**Source records**
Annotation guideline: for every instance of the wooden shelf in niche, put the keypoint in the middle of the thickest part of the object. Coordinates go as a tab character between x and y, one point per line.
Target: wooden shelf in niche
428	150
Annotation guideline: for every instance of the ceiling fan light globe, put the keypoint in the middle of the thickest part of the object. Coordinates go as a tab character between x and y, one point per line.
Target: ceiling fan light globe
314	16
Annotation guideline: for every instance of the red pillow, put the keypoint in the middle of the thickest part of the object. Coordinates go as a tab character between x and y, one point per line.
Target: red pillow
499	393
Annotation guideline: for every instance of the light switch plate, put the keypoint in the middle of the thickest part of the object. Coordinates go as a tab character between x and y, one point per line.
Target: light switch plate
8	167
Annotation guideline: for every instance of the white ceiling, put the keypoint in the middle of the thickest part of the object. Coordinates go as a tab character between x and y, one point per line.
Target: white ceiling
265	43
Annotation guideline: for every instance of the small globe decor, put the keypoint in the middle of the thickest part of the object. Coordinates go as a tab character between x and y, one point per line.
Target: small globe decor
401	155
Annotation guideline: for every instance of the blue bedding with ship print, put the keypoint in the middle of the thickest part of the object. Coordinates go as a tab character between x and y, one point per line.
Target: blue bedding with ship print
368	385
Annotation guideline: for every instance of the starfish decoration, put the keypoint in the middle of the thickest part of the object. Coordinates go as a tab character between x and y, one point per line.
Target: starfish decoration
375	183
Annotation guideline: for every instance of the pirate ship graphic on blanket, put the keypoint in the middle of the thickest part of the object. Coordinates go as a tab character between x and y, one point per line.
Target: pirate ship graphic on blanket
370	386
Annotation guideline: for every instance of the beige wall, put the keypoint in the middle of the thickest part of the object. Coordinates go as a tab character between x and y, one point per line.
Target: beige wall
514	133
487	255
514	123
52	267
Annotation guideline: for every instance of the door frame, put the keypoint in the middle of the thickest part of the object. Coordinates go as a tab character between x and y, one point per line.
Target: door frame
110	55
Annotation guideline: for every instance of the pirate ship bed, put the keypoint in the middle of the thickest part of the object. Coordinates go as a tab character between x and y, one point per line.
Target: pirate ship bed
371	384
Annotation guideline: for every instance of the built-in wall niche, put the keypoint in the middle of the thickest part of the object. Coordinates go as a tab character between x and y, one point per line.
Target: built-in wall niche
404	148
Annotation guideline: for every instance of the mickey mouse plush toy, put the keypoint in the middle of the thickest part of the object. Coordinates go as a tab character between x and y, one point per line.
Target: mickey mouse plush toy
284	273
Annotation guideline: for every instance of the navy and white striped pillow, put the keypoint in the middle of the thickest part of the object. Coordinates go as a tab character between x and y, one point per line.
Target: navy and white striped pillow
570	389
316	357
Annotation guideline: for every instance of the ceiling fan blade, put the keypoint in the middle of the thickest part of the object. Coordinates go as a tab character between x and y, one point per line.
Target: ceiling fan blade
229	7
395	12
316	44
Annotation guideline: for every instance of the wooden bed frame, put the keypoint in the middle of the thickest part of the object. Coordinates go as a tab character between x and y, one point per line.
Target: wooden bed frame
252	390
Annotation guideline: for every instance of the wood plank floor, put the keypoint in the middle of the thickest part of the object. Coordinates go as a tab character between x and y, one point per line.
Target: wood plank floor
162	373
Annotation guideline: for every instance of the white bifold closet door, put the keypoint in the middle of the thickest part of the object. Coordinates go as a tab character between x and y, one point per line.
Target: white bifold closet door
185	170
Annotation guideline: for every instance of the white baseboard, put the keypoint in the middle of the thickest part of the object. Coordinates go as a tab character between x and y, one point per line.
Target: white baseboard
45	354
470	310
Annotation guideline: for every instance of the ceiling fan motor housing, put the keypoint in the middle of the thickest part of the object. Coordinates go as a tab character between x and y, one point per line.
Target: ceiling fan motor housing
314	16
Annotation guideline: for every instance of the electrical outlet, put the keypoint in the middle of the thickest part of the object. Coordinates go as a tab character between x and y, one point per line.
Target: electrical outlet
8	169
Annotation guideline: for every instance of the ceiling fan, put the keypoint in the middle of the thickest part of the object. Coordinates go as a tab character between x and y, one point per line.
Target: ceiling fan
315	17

**Work instruction**
Each entry needs to be transcribed exactly.

**Task solution**
Annotation guideline: for every instance of the wooden shelf in niche, put the keypoint in the middle of the thickest part of the object. Coordinates go as a tab character between x and y, one point per line.
Target: wooden shelf in niche
428	150
Annotation guideline: for every instance of the ceiling fan light globe, put the keypoint in the middle of the thickest part of the object. Coordinates go as a tab character between x and y, one point per line.
Target: ceiling fan light globe
314	16
Annotation guideline: for every instance of the red pillow, put the keypoint in the middle of the thickest part of the object. Coordinates go as a tab character between x and y, one point per line.
Target: red pillow
499	393
Annotation guideline: for every instance of the light switch plate, put the keypoint in the middle of the thickest part of the object. Coordinates go as a tab character between x and y, one point per line.
Target: light switch plate
8	167
Annotation guideline: for every instance of the white ceiling, put the keypoint in the middle of the thickest part of the object. Coordinates go as a tab character between x and y, one point per line.
Target: white ceiling
265	43
Annotation guideline: for every instance of the small globe decor, put the keypoint in the middle of the thickest part of the object. Coordinates go as a tab character between x and y, one point per line.
Target: small globe decor
401	155
Annotation guideline: for every instance of the blue bedding with ship print, put the keypoint in the middle of the thickest part of the object. Coordinates go as a tab character between x and y, one point per line.
Target: blue bedding with ship print
368	385
Annotation guideline: for every instance of the starfish decoration, put the keypoint in the middle of the thickest part of the object. Coordinates go as a tab character between x and y, one point per line.
Target: starfish decoration
375	183
Annotation guideline: for every instance of the pirate ship graphic on blanket, put the keypoint in the middle of the thickest part of the object. Coordinates go as a tab character between x and y, one point per line.
Target: pirate ship graphic on blanket
370	386
Annotation guideline: for every instance of the beige wall, put the keypoint in the middle of the thickest part of the object. Coordinates go as a tab character between x and y, one point per line.
Target: beige wall
514	133
487	255
514	123
52	267
Annotation guideline: for every instance of the door frame, put the keypoint in the middle of the thickest part of the object. Coordinates go as a tab character between x and y, one point per line.
Target: door frame
110	55
Annotation guideline: for every instance of the pirate ship bed, put the keypoint in the middle of the thickest part of the object. Coordinates go as a tab character between x and y, one point per line.
Target: pirate ship bed
371	384
Annotation guideline: for every instance of the built-in wall niche, put the keypoint in the middle of the thickest part of the object. Coordinates go as a tab character between x and y, one point per line.
Target: built-in wall niche
404	148
Annotation guideline: for every instance of the mickey mouse plush toy, put the keypoint in the middle of the thickest part of the object. Coordinates go as a tab character between x and y, one point per line.
Target: mickey mouse plush toy
284	273
Annotation guideline: for every instance of the navy and white striped pillow, put the keypoint in the middle of the thickest part of the object. Coordinates go as a tab character between x and y, one point per line.
Target: navy and white striped pillow
570	389
316	357
Annotation guideline: for every instance of the ceiling fan blade, put the keypoint in the middle of the thickest part of the object. Coordinates go as a tab character between x and y, one point per line.
Target: ceiling fan blade
229	7
395	12
316	44
Annotation guideline: for every instance of the wooden bed frame, put the keypoint in the middle of the thickest part of the object. Coordinates go as a tab character between x and y, one point per line.
Target: wooden bed frame
252	390
Annotation guideline: for every instance of the wood plank floor, put the keypoint in the middle of the thickest part of the object. Coordinates go as a tab character between x and y, one point per line.
Target: wood plank floor
162	373
Annotation guideline: for every instance of the white bifold closet door, put the keypoint in the middle of the thickest part of the object. Coordinates go as a tab character between x and y, one point per line.
Target: white bifold closet door
185	170
Annotation guideline: for every instance of the white baseboard, put the keypoint in the middle of the thickest part of the object. Coordinates go as a tab character between x and y, one point per line.
Target: white baseboard
45	354
470	310
Annotation guideline: for every instance of the ceiling fan motor housing, put the keypoint in the middle of the thickest part of the object. Coordinates go as a tab character between x and y, one point per line.
Target: ceiling fan motor housing
314	16
Annotation guideline: for every instance of the electrical outlet, put the keypoint in the middle of the thickest part of the object. Coordinates go as a tab character between x and y, one point per line.
Target: electrical outlet
8	169
Annotation guideline: for every instance of the ceiling fan, put the keypoint in the middle of the thickest part of the object. Coordinates go as a tab character between x and y, one point per line.
Target: ceiling fan
315	17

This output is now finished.